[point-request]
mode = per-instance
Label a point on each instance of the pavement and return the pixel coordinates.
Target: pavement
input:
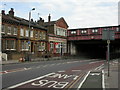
(32, 60)
(111, 80)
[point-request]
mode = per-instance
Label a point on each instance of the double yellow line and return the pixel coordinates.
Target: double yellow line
(70, 85)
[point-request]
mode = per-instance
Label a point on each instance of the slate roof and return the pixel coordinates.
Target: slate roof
(22, 21)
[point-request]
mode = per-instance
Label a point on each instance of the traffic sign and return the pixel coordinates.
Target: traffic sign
(28, 42)
(108, 35)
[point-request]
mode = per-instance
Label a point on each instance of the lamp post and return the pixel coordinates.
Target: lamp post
(29, 33)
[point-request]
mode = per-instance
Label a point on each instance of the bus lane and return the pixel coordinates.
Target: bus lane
(60, 79)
=-=-=
● Assignment:
The entries are to be reproduced exactly, excluding any pictures they contain.

● Written solution:
[point-request]
mode = per-instance
Label a point on each instance of the pavement and return the pixel coordinates.
Target: pavement
input:
(32, 60)
(111, 80)
[point-request]
mode = per-instance
Label a point on each instance of the double yellow line and return the pixel coordinates.
Target: double yellow line
(70, 85)
[point-request]
mode = per-instance
Label a point on each instance of the slate roof and return the pixel coordinates.
Target: slate roof
(22, 21)
[point-request]
mode = per-instance
Label a point on each instance of the traffic sign and return the pixel coordinates.
Target: traffic sign
(28, 42)
(108, 35)
[point-request]
mode = per-instance
Label a point on each instance of the lamp post and return the pixel coordinates.
Target: lamp post
(29, 33)
[point-request]
mode = per-instance
Label a point on each instance of the bus lane and return the pixel coordinates.
Target: bus lane
(60, 79)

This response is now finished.